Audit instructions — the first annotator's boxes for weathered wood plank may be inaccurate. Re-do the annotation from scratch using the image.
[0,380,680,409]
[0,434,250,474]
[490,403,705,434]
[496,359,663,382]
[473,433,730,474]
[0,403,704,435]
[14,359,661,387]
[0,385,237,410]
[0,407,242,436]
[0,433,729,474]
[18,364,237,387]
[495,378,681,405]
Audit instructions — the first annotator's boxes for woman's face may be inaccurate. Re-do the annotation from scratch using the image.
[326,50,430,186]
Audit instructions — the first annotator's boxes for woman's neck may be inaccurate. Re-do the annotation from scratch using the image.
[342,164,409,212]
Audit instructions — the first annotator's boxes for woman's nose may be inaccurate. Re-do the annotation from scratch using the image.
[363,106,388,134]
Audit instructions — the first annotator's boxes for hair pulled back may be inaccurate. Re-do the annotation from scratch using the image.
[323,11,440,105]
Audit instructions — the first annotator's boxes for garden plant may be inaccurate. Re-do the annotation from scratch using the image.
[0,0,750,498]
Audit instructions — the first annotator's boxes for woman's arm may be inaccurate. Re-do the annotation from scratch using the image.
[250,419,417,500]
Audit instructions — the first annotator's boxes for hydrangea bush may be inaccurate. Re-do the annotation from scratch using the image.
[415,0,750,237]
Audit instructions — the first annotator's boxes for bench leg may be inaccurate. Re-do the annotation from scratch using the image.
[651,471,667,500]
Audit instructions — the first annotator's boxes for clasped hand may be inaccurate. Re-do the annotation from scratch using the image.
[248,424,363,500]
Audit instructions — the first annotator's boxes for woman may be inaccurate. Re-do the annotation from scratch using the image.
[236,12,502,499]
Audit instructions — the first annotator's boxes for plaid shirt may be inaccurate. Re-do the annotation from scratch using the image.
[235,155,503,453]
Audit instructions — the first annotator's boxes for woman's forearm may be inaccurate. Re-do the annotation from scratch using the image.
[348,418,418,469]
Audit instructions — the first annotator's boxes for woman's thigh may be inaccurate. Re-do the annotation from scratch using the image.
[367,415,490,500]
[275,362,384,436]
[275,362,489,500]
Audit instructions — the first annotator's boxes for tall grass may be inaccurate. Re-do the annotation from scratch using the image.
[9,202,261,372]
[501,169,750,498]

──────

_The exercise_: Please quote every row above verbatim, keeping each line unchanged and in its original order.

_Right answer_:
Audit instructions — the first annotator's boxes for weathered wood plank may be inaccurate. Re-do the annotation from scratch using the image.
[0,380,680,409]
[0,434,250,474]
[490,403,705,434]
[496,359,663,382]
[473,433,730,474]
[0,403,704,435]
[14,359,661,387]
[0,385,237,410]
[0,407,242,436]
[0,433,729,474]
[18,364,237,387]
[495,378,681,405]
Audit instructions — the first annotator's boxes for woman's face may be inaccurate. Re-do the annotation from scratch using the image.
[326,50,430,186]
Audit instructions — the first annotator's boxes for woman's neck may be inaccurate. Re-do the annotation from scratch using the image.
[342,164,409,212]
Audit instructions — the first annotator's boxes for woman's nose may be inaccurate. Re-do the annotation from scratch using the image.
[363,106,388,134]
Audit instructions — the first annotator's boxes for hair pulled back may be inaccurate. Re-do the annotation from scratch using the image.
[323,11,440,105]
Audit instructions — the first annotator's boxes for garden plant may be inaccurate. Re-do the annotation from scratch using the image.
[0,0,750,498]
Audit instructions — the first annotator's boxes for woman's arm may be inaccurate. Re-do the annotation from scratch using the image.
[250,419,417,500]
Audit instructions — the first annotator's boxes for hydrangea bush may be inaccurate. Re-do the annotation from scratch using the image.
[415,0,750,237]
Audit instructions — the first annotator's boxes for bench leg may be inaccurate. Re-do the annotation from scratch using the image.
[651,471,667,500]
Audit instructions — the first annotator's boxes for clasped hand may be inaccurate. Re-do the annotation from scratch using the image.
[248,424,363,500]
Audit instructions — the first annotator's boxes for woman may be inaccurate. Re-do the annotation from scratch using the image.
[236,12,502,499]
Audit instructions — the first annotator's boxes for plaid shirt may be inaccurate. Re-do the annotation from scratch using the image.
[235,155,503,453]
Audit instructions — the first annotator's boxes for woman's forearm may be inaccurate. Re-do the annotation from scratch using the image.
[348,418,418,469]
Audit instructions — the first annotator's boxes for woman's thigh may be inaccurate. Re-do the annotation from scratch using the image.
[367,415,490,500]
[275,362,384,436]
[275,362,489,500]
Audit instructions — the first annotator's boxes for tall grass may be inaccurate. Re-do the annotation from scratch using the image.
[9,202,261,372]
[501,169,750,498]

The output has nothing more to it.